» Selected excerpt:
The shy gazelle of anti-matter

Paul Dirac

三月 10, 2000

The English physicist Paul Adrien Maurice Dirac was not only one of the founders of quantum theory but also the discoverer of anti-matter. According to Peter Goddard in his preface to this collection of four lectures celebrating Dirac's life and work, Dirac should be mentioned alongside Newton, Maxwell, Einstein and Rutherford as one of the greatest physicists of all time.

It is therefore all the more puzzling that the name of Dirac is not better known to the general public. It is true that Dirac determinedly avoided the public gaze: he was persuaded to accept the 1933 Nobel prize only after Rutherford told him that "a refusal will get you much more publicity". Of course, winning the Nobel prize inevitably leads to some publicity, but faced with Dirac's self-effacing personality, the London papers were reduced to characterising him as "shy as a gazelle and modest as a Victorian maid".

» Stored rows:

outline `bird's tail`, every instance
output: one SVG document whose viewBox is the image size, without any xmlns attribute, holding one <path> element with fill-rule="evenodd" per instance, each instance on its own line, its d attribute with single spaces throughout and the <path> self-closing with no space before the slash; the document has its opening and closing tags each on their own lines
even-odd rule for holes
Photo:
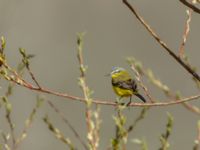
<svg viewBox="0 0 200 150">
<path fill-rule="evenodd" d="M 135 96 L 137 96 L 139 99 L 141 99 L 144 103 L 146 103 L 146 99 L 140 95 L 139 93 L 136 93 Z"/>
</svg>

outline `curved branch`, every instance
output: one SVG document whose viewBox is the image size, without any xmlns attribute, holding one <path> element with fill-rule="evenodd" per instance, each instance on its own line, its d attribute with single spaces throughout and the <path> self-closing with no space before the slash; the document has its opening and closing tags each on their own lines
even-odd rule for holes
<svg viewBox="0 0 200 150">
<path fill-rule="evenodd" d="M 26 82 L 26 84 L 19 84 L 15 80 L 12 80 L 12 81 L 17 83 L 20 86 L 23 86 L 23 87 L 28 88 L 28 89 L 33 90 L 33 91 L 51 94 L 51 95 L 55 95 L 55 96 L 59 96 L 59 97 L 63 97 L 63 98 L 68 98 L 70 100 L 77 100 L 77 101 L 84 102 L 84 103 L 87 102 L 87 99 L 82 98 L 82 97 L 70 95 L 70 94 L 67 94 L 67 93 L 60 93 L 60 92 L 52 91 L 52 90 L 49 90 L 49 89 L 46 89 L 46 88 L 43 88 L 43 87 L 40 87 L 40 88 L 34 87 L 31 84 L 29 84 L 28 82 Z M 179 100 L 176 100 L 176 101 L 173 99 L 173 100 L 163 100 L 164 102 L 156 102 L 156 103 L 131 103 L 129 105 L 129 107 L 169 106 L 169 105 L 175 105 L 175 104 L 189 102 L 189 101 L 192 101 L 192 100 L 195 100 L 195 99 L 198 99 L 198 98 L 200 98 L 200 93 L 198 93 L 197 95 L 182 98 L 182 99 L 179 99 Z M 111 105 L 111 106 L 114 106 L 114 107 L 118 106 L 118 104 L 116 102 L 114 102 L 114 100 L 92 99 L 92 103 L 93 104 L 100 104 L 100 105 Z"/>
<path fill-rule="evenodd" d="M 192 5 L 191 3 L 189 3 L 187 0 L 179 0 L 182 4 L 184 4 L 185 6 L 191 8 L 194 12 L 200 14 L 200 9 L 197 8 L 196 6 Z"/>
<path fill-rule="evenodd" d="M 159 38 L 155 31 L 144 21 L 144 19 L 136 12 L 136 10 L 131 6 L 127 0 L 122 0 L 123 3 L 131 10 L 135 17 L 140 21 L 140 23 L 147 29 L 147 31 L 153 36 L 153 38 L 183 67 L 185 68 L 194 78 L 200 81 L 200 76 L 185 62 L 183 62 L 168 46 L 167 44 Z"/>
</svg>

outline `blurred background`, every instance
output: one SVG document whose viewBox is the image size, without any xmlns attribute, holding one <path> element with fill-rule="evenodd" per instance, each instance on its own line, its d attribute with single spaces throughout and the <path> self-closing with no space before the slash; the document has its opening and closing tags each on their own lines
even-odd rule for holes
<svg viewBox="0 0 200 150">
<path fill-rule="evenodd" d="M 178 0 L 130 0 L 143 18 L 160 35 L 168 46 L 178 53 L 187 19 L 186 7 Z M 199 56 L 200 15 L 193 13 L 191 31 L 185 51 L 193 66 L 200 69 Z M 86 32 L 84 37 L 84 63 L 88 66 L 87 83 L 94 91 L 93 97 L 115 100 L 109 73 L 113 66 L 129 70 L 126 57 L 140 60 L 145 68 L 151 68 L 156 77 L 174 92 L 183 96 L 195 95 L 198 91 L 189 75 L 168 53 L 149 35 L 121 0 L 0 0 L 0 36 L 5 36 L 6 58 L 12 67 L 21 61 L 20 47 L 27 53 L 35 54 L 31 68 L 39 83 L 49 89 L 83 96 L 78 85 L 80 76 L 77 61 L 76 38 L 78 32 Z M 28 74 L 25 78 L 31 80 Z M 6 83 L 1 79 L 0 92 L 3 95 Z M 164 101 L 162 91 L 146 82 L 155 99 Z M 36 103 L 38 93 L 16 86 L 10 102 L 13 105 L 12 119 L 16 136 L 24 127 L 24 122 Z M 44 95 L 62 111 L 74 128 L 86 141 L 85 105 L 78 101 Z M 135 102 L 140 102 L 137 98 Z M 193 101 L 198 105 L 198 101 Z M 127 124 L 138 116 L 141 108 L 125 110 Z M 145 139 L 149 149 L 160 147 L 159 137 L 165 132 L 166 112 L 174 116 L 174 127 L 169 139 L 172 150 L 192 149 L 197 137 L 199 116 L 182 105 L 153 107 L 130 134 L 129 139 Z M 0 109 L 0 130 L 8 133 L 4 109 Z M 20 145 L 20 150 L 66 149 L 49 131 L 42 118 L 48 114 L 52 123 L 69 137 L 78 149 L 83 149 L 73 133 L 60 117 L 44 104 L 28 131 L 28 137 Z M 114 137 L 113 115 L 110 106 L 101 106 L 100 148 L 106 149 Z M 3 142 L 0 138 L 1 143 Z M 140 149 L 129 141 L 128 149 Z"/>
</svg>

» Set task:
Copy the Dirac review between "三月 10, 2000" and "of all time.", inclusive, switching "founders" to "pioneers".

» Result of this task:
三月 10, 2000

The English physicist Paul Adrien Maurice Dirac was not only one of the pioneers of quantum theory but also the discoverer of anti-matter. According to Peter Goddard in his preface to this collection of four lectures celebrating Dirac's life and work, Dirac should be mentioned alongside Newton, Maxwell, Einstein and Rutherford as one of the greatest physicists of all time.